■ **Work to be completed**
Copy the data from the beginning through the line with "pixel 142 437", swapping "drill" for "exercise" and keeping everything else the same. Leave the picture out.

---*---

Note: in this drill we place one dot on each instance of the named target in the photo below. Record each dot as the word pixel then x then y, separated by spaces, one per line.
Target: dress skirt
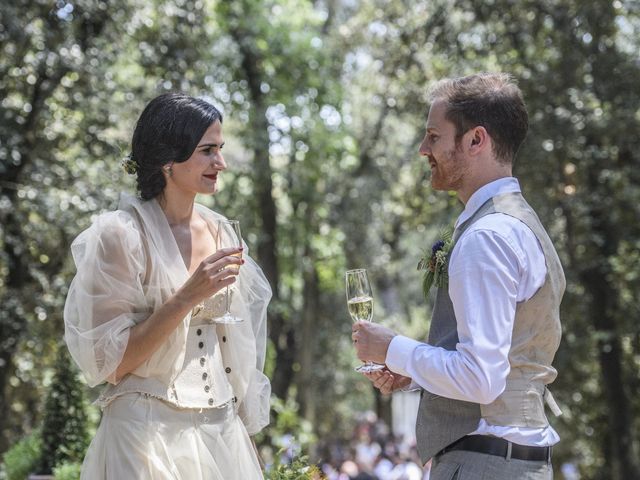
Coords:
pixel 142 437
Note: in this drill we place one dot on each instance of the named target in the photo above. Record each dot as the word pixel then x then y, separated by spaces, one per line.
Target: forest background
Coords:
pixel 325 106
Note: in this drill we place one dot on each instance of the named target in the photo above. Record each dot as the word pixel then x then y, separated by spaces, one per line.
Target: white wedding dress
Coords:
pixel 187 412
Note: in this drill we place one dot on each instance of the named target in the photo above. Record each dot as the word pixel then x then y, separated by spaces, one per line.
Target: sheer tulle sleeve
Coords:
pixel 106 297
pixel 247 349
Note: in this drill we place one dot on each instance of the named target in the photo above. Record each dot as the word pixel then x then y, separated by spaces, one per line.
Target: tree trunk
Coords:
pixel 282 336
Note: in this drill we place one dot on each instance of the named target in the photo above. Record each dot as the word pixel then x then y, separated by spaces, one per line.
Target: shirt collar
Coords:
pixel 484 193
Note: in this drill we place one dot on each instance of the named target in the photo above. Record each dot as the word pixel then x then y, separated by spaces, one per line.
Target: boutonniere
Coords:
pixel 435 263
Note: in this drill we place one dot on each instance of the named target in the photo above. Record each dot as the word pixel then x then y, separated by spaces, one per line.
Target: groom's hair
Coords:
pixel 489 100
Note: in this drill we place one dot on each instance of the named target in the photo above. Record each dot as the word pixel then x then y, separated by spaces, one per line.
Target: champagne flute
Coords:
pixel 360 305
pixel 228 235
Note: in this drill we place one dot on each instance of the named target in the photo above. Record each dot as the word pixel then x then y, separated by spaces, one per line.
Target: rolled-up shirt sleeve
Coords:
pixel 106 297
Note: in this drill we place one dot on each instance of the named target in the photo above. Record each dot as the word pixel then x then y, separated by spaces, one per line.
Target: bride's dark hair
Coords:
pixel 168 131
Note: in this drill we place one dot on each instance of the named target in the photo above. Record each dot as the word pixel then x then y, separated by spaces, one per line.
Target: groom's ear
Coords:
pixel 479 140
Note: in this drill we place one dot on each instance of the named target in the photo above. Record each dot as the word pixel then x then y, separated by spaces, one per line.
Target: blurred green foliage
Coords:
pixel 325 104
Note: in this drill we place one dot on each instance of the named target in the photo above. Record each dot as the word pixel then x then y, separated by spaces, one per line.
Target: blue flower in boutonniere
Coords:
pixel 435 263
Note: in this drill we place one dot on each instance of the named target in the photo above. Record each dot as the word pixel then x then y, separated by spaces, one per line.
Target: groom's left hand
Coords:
pixel 371 341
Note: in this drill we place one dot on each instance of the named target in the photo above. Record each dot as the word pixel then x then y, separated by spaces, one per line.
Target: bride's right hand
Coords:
pixel 212 275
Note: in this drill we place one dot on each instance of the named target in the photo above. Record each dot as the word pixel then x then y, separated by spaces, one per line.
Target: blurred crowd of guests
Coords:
pixel 372 454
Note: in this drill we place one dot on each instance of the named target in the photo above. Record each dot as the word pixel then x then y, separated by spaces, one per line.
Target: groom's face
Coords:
pixel 439 146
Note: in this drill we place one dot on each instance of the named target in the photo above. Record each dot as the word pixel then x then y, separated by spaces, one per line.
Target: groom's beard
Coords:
pixel 448 172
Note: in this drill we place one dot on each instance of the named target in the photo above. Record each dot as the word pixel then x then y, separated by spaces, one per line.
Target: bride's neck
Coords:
pixel 178 208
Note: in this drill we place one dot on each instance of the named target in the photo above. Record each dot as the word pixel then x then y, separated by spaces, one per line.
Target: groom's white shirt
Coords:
pixel 496 263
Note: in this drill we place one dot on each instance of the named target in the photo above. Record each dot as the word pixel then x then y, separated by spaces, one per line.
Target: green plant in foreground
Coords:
pixel 298 469
pixel 67 471
pixel 22 458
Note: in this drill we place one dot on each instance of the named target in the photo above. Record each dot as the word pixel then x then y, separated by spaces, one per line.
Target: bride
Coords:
pixel 183 393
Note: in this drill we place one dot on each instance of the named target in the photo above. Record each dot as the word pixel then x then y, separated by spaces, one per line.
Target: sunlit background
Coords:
pixel 325 105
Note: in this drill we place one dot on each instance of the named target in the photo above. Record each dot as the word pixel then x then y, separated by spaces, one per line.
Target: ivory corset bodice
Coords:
pixel 203 381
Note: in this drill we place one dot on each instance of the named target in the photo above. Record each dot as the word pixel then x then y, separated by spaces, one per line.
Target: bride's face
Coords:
pixel 199 173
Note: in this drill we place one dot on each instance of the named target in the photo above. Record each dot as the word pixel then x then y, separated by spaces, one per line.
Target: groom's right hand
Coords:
pixel 387 381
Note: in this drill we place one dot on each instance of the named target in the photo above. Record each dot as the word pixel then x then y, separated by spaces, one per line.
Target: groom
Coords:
pixel 495 326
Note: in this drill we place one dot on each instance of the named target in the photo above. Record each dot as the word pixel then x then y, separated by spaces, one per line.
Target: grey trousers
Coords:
pixel 462 465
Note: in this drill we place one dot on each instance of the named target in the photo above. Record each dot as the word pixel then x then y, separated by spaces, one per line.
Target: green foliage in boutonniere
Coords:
pixel 435 263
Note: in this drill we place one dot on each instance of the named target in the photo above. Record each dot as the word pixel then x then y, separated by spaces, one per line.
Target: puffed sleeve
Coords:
pixel 106 297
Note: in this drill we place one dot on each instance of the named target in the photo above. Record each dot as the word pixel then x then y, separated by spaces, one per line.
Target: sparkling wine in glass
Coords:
pixel 228 236
pixel 360 305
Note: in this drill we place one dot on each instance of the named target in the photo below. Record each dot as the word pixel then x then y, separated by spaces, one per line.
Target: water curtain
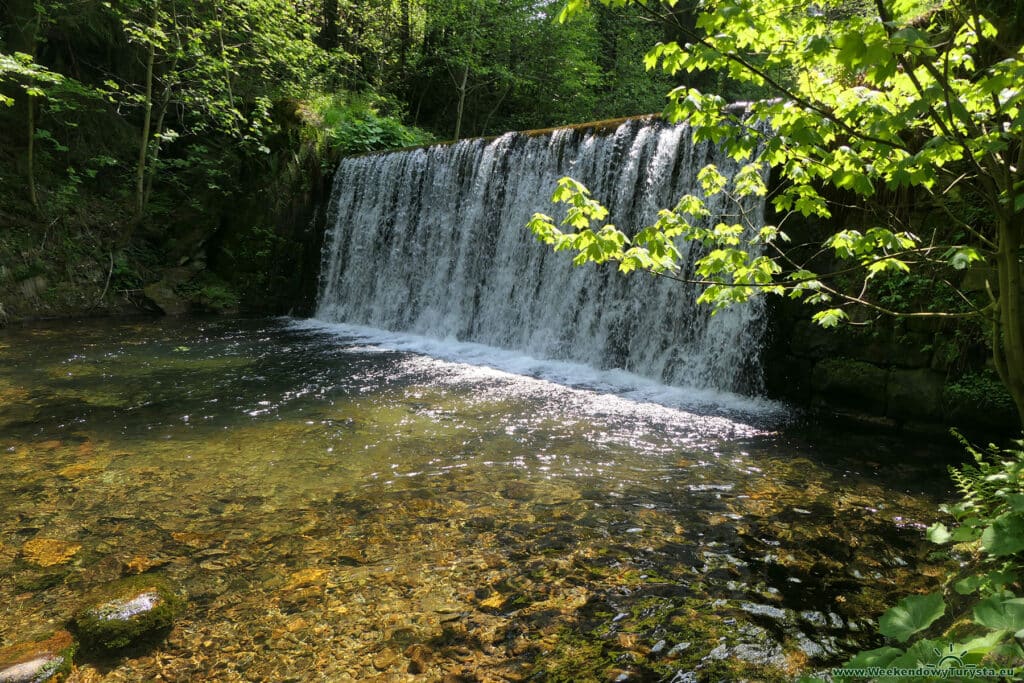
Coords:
pixel 433 242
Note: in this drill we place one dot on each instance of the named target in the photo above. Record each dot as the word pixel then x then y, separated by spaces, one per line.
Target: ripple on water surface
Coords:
pixel 339 505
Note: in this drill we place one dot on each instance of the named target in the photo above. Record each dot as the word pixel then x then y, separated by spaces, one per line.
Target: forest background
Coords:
pixel 159 151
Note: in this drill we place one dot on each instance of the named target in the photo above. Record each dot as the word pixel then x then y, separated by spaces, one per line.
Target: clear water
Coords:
pixel 341 507
pixel 433 242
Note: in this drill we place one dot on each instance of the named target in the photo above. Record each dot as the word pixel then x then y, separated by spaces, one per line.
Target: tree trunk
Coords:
pixel 1010 357
pixel 404 37
pixel 462 101
pixel 156 150
pixel 33 36
pixel 33 196
pixel 143 146
pixel 329 38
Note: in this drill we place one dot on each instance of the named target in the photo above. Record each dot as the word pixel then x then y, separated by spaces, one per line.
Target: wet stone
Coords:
pixel 40 662
pixel 769 653
pixel 127 612
pixel 419 657
pixel 49 552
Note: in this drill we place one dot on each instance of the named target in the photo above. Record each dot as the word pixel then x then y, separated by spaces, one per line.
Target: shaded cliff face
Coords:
pixel 433 242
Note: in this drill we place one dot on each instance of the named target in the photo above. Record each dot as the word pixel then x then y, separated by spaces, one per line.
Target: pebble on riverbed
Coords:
pixel 41 662
pixel 127 612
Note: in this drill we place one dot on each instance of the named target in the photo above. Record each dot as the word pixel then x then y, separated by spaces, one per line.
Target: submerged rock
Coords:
pixel 49 552
pixel 41 662
pixel 127 612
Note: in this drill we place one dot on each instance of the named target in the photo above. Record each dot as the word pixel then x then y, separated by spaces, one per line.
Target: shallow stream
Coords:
pixel 341 507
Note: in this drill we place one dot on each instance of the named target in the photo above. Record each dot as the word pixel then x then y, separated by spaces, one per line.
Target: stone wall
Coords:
pixel 891 373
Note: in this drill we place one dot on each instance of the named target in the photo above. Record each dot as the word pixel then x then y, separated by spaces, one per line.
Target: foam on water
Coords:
pixel 432 244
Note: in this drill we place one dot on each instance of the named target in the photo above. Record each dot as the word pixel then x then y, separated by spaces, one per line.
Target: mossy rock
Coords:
pixel 850 384
pixel 128 612
pixel 39 662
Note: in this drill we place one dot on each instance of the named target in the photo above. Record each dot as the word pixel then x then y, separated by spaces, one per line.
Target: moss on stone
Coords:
pixel 46 660
pixel 127 612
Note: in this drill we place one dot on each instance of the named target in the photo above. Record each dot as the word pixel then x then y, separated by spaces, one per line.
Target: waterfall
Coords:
pixel 433 242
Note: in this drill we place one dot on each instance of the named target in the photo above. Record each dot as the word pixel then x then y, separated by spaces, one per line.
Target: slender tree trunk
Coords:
pixel 329 38
pixel 486 122
pixel 143 146
pixel 1010 355
pixel 33 196
pixel 155 157
pixel 462 101
pixel 31 148
pixel 404 37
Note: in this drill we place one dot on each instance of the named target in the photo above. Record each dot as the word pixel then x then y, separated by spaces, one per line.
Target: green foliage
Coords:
pixel 352 124
pixel 864 99
pixel 989 524
pixel 979 388
pixel 912 614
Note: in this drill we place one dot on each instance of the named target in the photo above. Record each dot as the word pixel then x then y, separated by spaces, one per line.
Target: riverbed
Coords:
pixel 344 505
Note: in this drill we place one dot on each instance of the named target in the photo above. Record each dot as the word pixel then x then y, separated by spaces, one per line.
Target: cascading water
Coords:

---*---

■ **Completed task**
Note: in this exercise we place one dot on each instance of the named target in the photo below. Record each dot as the word pixel then x then y, separated by spaces, one per line.
Target: dress skirt
Coords:
pixel 142 437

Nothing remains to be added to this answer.